== Tugas Latihan ==
Teruskan tulisan renungan tentang waktu dan kejujuran di bawah ini, mulai tepat setelah kalimat terakhirnya.

**** Kutipan yang Diberikan ****

Waktu yang sebenarnya tidak ada serta perasaan yang tidak tahu dimana letaknya

 Entah karena alasan apa, saya harus menulis lebih banyak dan lebih jujur dari biasanya. saya sudah lama tidak suka berpura-pura, tapi saya juga kurang suka mengakui ketidakmampuan saya. tapi, saya sadar, dan saya belajar, bahwa ketidakmampuan adalah alasan untuk kita semakin mau belajar. mungkin karena itu, karena kesadaran itu, saya semakin sadar dan semakin mau belajar. bahwa kenyataannya, saya memang tidak bisa apa-apa. dan itu harus di akui jauh sebelum peradaban nanti menjadi baru. agar saya tidak begitu terkejut melihat diri saya nanti. 

Saya belajar, Joesthin garder mengajarkan saya untuk jujur. untuk mengakui dan menyadari bahwa sebenarnya, kita terlebih saya memang tidak tahu apa-apa. hanya saja.sering kali kita menjadi sok tahu dan menjadi tuhan pengetahuan. Shopie mengajarkan tentang keberanian untuk mengakui bahwa ada begitu banyak elemen di muka bumi ini yang sama sekali tidak bisa kita jawab dengan sok tahu, seperti, dimana sebenarnya letak nyawa? atau bagaimana sebenarnya bentuk cinta?

Siang ini, saya sudah menghabiskan lebih dari setengah hari yang sudah diberikan. saya merasa bahwa sudah banyak sekali yang sudah saya kerjakan, walau sebenarnya, masih juga belum terlihat. saya mulai sadar, sebenarnya, waktu seperti bayang-bayang. dia seolah jelas, dan pasti. padahal sama sekali tidak tampak. dan mungkin saja tidak ada. seperti siang ini. tiba-tiba matahari naik ke atas kepala, tapi mendung di kanan kirinya, dan tiba-tiba waktu menunjukkan pukul 14.00 WIB, sementara saya masih belum sepertinya mengerjaka apa-apa. saya sudah bisa tebak, sebentar lagi akan sore, senja, dan gelap lagi. lalu saya lelah, dan tertidur. dan pada waktu yang sama seperti biasanya, alarm di hanphone saya akan berbunyi dan membangunkan saya tepat di pukul 05.00 pagi, dan begitulah waktu sebenarnya akan habis. Tepatnya, berlalu. karena 'habis' hanya akan menunjukkan bahwa waktu itu nyata. padahal tidak begitu. ia seolah alat penunjuk, yang mengatur segala sesuatu tapi tidak mengikat. dia hanya ingatan yang membuat kita cukup tahu, pada saat-saat tertentu, kita ada di posisi yang mana. disuasana yang mana, di hari keberapa, di tugas yang mana.

**** Petikan Kumpulan Data ****

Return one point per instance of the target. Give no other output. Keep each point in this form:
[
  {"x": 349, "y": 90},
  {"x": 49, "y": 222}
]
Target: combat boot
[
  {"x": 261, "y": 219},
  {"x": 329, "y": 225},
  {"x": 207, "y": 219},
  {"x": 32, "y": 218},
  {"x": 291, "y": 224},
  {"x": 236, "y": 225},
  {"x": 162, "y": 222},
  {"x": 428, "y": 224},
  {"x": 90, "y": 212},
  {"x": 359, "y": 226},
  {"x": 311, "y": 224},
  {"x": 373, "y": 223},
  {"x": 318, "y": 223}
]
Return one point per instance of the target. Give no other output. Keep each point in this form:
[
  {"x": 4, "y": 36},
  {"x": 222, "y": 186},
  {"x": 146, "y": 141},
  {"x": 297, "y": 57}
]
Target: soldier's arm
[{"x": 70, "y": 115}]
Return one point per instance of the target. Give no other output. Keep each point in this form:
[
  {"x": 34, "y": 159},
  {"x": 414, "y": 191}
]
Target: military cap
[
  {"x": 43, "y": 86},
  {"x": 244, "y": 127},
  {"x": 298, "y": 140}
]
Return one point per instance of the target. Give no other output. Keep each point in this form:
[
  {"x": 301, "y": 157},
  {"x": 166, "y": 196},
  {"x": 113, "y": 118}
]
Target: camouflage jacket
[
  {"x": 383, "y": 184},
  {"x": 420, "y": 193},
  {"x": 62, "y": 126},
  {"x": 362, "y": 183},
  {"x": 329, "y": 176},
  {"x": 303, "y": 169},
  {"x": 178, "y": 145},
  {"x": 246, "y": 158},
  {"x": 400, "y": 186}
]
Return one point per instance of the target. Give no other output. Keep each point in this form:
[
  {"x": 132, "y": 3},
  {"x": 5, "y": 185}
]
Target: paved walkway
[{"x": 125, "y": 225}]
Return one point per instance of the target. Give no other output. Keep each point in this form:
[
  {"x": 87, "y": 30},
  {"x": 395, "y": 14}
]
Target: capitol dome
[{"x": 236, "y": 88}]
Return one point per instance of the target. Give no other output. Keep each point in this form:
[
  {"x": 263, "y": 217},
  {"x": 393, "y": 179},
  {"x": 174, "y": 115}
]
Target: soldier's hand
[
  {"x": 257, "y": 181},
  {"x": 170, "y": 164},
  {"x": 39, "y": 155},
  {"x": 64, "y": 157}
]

****

== Hasil di Bawah ==
Bahkan pada waktu-waktu tertentu, kita dibiarkan lupa. kita sedang apa dan mau apa. bahkan kita sering bingung, sebenarnya kita ini siapa. dan kenangan membuat kita ingat, bahwa kita pernah melakukan hal yang sama di suasana yang berbeda. begitulah siang ini, segelas kopi hangat membuat mata saya tidak mengantuk. saya tidak ingin sebenarnya, waktu yang maya ini berlalu lagi begitu saja. untuk itu, saya coba usahakan, selelah mungkin saya bekerja. saya ingin lihat, bagaimana sebenarnya waktu bekerja. saya pernah menghabiskan waktu dengan hanya berdiam saja di kamar, memejamkan mata tanpa tertidur. saya mengingat semua yang pernah terjadi, yang pernah hadir, dan yang mampir sesekali. dan waktu juga berlalu dengan sendirinya. saya pernah mengahbiskan waktu dengan bekerja keras, melakukan segela sesuatu sampai lupa bernafas dengan teratur, ingin membunuh waktu tanpa jemu, tapi toh waktu juga berlalu.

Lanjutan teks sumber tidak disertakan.